* Instructions for the task
The listing below holds a line with "Query: dog's head" and a line with "column 44, row 145". Reproduce those two lines exactly, plus everything between them.

* Input material

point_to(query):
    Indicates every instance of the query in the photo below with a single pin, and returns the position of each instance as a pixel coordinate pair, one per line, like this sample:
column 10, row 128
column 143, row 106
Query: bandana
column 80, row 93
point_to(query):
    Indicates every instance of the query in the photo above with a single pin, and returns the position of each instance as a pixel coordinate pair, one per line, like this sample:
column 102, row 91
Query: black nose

==

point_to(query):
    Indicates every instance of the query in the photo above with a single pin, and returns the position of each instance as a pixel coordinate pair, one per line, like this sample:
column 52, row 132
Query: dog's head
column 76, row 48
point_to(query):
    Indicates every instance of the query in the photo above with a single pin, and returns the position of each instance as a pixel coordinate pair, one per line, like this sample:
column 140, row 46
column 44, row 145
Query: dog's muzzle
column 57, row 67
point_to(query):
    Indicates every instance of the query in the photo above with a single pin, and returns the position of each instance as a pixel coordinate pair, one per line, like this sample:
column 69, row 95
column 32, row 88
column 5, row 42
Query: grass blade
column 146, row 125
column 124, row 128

* Your response
Query: dog's head
column 76, row 48
point_to(query):
    Indicates every instance of the query in the photo above with a single pin, and returns the position of each instance as a pixel coordinate pair, one per line, like this sample:
column 140, row 46
column 44, row 145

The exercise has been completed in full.